WHAT TO DO >>
Your copy of the entries must be exact, and it must not include the pictures.

MATERIAL FOR THIS EXERCISE >>
=== Section Start ===

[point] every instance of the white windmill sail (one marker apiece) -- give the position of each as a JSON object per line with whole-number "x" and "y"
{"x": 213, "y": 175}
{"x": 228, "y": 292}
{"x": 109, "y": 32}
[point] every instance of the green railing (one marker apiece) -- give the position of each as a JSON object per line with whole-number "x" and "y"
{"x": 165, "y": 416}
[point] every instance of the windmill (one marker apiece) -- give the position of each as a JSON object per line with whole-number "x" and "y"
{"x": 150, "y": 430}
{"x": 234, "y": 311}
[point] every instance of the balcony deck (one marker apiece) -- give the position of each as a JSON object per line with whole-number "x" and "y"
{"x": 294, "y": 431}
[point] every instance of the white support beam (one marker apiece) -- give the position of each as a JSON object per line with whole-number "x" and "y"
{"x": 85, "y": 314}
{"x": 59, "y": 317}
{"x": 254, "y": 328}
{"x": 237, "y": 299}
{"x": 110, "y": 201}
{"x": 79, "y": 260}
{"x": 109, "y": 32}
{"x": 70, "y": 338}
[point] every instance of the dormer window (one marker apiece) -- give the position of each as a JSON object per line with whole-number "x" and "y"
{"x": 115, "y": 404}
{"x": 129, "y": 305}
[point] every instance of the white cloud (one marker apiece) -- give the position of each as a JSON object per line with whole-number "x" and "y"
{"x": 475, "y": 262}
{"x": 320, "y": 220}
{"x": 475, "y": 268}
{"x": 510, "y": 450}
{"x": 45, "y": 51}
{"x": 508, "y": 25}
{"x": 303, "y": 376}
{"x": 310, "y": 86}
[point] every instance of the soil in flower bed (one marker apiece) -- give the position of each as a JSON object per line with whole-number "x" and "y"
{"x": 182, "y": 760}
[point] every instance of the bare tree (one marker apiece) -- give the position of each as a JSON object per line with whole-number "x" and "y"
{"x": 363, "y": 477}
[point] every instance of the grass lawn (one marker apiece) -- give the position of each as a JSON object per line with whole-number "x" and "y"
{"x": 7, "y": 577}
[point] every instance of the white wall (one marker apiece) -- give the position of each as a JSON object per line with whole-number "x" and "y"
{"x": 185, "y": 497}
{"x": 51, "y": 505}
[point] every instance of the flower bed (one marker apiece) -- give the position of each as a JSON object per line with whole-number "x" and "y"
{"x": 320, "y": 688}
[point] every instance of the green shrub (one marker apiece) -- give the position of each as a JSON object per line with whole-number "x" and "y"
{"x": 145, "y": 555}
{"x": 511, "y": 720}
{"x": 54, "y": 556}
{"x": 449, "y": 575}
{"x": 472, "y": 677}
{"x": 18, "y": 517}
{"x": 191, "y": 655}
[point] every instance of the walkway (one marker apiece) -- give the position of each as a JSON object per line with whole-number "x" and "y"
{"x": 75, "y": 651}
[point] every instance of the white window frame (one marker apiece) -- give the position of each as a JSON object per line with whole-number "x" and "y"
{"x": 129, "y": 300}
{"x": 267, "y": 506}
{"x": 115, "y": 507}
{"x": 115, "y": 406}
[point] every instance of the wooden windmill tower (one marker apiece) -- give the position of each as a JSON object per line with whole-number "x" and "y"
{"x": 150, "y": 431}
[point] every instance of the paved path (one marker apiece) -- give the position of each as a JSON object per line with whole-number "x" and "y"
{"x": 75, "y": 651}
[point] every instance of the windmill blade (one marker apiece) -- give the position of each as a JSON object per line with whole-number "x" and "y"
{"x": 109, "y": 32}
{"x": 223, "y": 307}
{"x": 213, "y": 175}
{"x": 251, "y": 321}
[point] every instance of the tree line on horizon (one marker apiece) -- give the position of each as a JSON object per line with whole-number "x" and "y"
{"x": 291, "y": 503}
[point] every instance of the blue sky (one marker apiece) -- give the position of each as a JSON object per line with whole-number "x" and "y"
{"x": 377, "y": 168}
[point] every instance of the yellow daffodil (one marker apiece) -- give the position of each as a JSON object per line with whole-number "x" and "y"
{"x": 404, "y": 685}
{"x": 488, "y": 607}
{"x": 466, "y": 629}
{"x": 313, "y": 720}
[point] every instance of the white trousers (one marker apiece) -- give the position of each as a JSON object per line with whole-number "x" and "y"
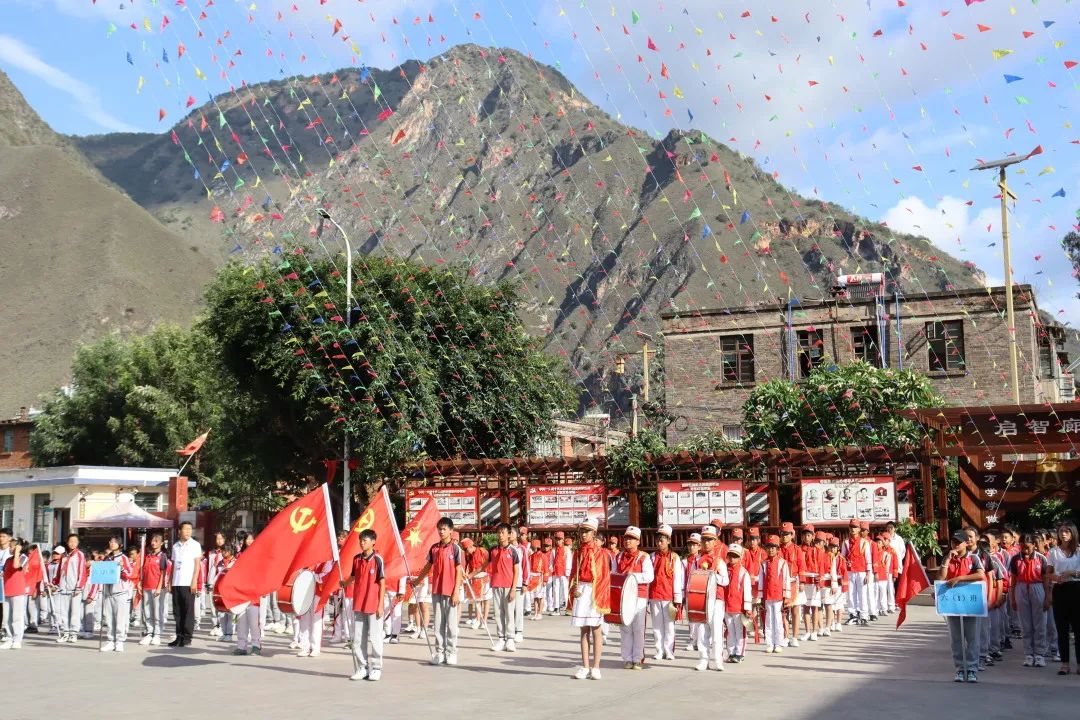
{"x": 859, "y": 598}
{"x": 632, "y": 637}
{"x": 712, "y": 646}
{"x": 773, "y": 623}
{"x": 663, "y": 627}
{"x": 250, "y": 627}
{"x": 737, "y": 634}
{"x": 311, "y": 630}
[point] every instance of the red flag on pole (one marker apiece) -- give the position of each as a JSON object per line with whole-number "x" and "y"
{"x": 378, "y": 516}
{"x": 193, "y": 446}
{"x": 299, "y": 537}
{"x": 913, "y": 581}
{"x": 419, "y": 534}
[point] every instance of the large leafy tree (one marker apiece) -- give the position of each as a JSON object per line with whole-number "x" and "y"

=== Section End ===

SOLUTION FOR THIS EXERCISE >>
[point] every instance of the white windmill sail (one marker apiece) -- give the position of each as a JSON object per line with whole-number "x" and "y"
{"x": 213, "y": 175}
{"x": 228, "y": 292}
{"x": 109, "y": 32}
[point] every instance of the green railing (one marker apiece) -- give the position of each as a JSON object per line with whole-number "x" and "y"
{"x": 165, "y": 416}
[point] every instance of the windmill (one marker apiece) -- give the position of each as a JSON object per line with whole-number "x" and "y"
{"x": 150, "y": 430}
{"x": 234, "y": 311}
[point] every instance of the balcony deck (one marker apiece) -- give the position of each as a JSON object per line with whole-number "x" and "y"
{"x": 294, "y": 431}
[point] every instance of the white support beam (one marker apiece) -- give the position of each as a JSON object per line with whole-number "x" and "y"
{"x": 85, "y": 314}
{"x": 59, "y": 317}
{"x": 254, "y": 328}
{"x": 237, "y": 299}
{"x": 110, "y": 201}
{"x": 79, "y": 260}
{"x": 109, "y": 32}
{"x": 70, "y": 338}
[point] every instance of the dormer window (one marker apiece) -- give the position of each as a JSON object per line with whole-number "x" and "y"
{"x": 115, "y": 404}
{"x": 129, "y": 305}
[point] every instance of the white cloud (one marker apiece) -- give the position of each as a JSON object per line with whole-number "x" and "y"
{"x": 475, "y": 262}
{"x": 320, "y": 220}
{"x": 475, "y": 268}
{"x": 510, "y": 450}
{"x": 45, "y": 51}
{"x": 508, "y": 25}
{"x": 303, "y": 376}
{"x": 310, "y": 86}
[point] every instance of the soil in flower bed (one marker apiece) -- give the position of each as a JSON object per line with whole-number "x" and "y"
{"x": 182, "y": 760}
[point] every instance of the bare tree (one marker apiece) -- give the position of each as a JSON object per line with whole-number "x" and "y"
{"x": 363, "y": 477}
[point] every instance of the grass lawn (one marker apiece) -- give the position of each as a JSON object per line with whole-number "x" and "y"
{"x": 7, "y": 577}
[point] every instance of the white wall (one marker apiece) -- give the position of each as a JSON object per line with whole-number "x" and "y"
{"x": 185, "y": 497}
{"x": 51, "y": 505}
[point] every instance of the flower bed (one marker apiece) -- give the position of each as a JSON object per line with whole-number "x" and "y"
{"x": 320, "y": 688}
[point] every instance of the green shrub (one marker apiece) -- give the position of each as a JSON object per line with whole-number "x" and "y"
{"x": 145, "y": 555}
{"x": 511, "y": 720}
{"x": 54, "y": 556}
{"x": 449, "y": 575}
{"x": 472, "y": 677}
{"x": 18, "y": 517}
{"x": 191, "y": 655}
[point] every instance of the walkway (one marker apiece) -- give the position of each as a JSON object per line with whole-number "x" and "y"
{"x": 75, "y": 651}
[point] every instance of the white window frame (one marker apiece) -- give the position of each as a JSON object per line with whole-number "x" and "y"
{"x": 129, "y": 300}
{"x": 267, "y": 506}
{"x": 115, "y": 507}
{"x": 115, "y": 406}
[point] every instance of the wooden windmill tower (one marker apiece) -- give the position of each as a JSON object per line with whole-number "x" and "y"
{"x": 150, "y": 431}
[point] every instance of the paved path (one marker apiece) -- give the position of each as a JSON object per line with whole-number "x" and "y"
{"x": 75, "y": 651}
[point] every instance of the windmill blade (one marker apiece) -- give the position of each as a JSON object per line with whole-number "x" and "y"
{"x": 109, "y": 32}
{"x": 223, "y": 307}
{"x": 213, "y": 175}
{"x": 251, "y": 321}
[point] every instance of the tree line on horizon (one marker apiece) -- give the position of each as a JSON object per line with whole-number "x" and "y"
{"x": 291, "y": 503}
[point] every instance of the blue sky (one marker apiece) -- give the position of each as a JSON object per line with whole-number "x" and "y"
{"x": 377, "y": 168}
[point] every instance of the yellow daffodil (one marker apiece) -- give the position of each as a JSON object per line with whole-number "x" and "y"
{"x": 404, "y": 685}
{"x": 488, "y": 607}
{"x": 466, "y": 629}
{"x": 313, "y": 720}
[point] every instance of the white trousers (one marker apiece) -- give the position of each as a JSON object per line with whole-number "x" and "y"
{"x": 859, "y": 598}
{"x": 632, "y": 637}
{"x": 712, "y": 646}
{"x": 773, "y": 623}
{"x": 663, "y": 627}
{"x": 250, "y": 627}
{"x": 737, "y": 634}
{"x": 311, "y": 630}
[point] every instance of the red flag on pole (one marker apiece) -- give the position of each as a JSON object per line with whole-number "x" and "y"
{"x": 378, "y": 516}
{"x": 193, "y": 446}
{"x": 299, "y": 537}
{"x": 913, "y": 581}
{"x": 419, "y": 534}
[point] every instance of the large leafy tree (one marker apiece) -- give the position of each as a JSON object per line with whole-number "x" and "y"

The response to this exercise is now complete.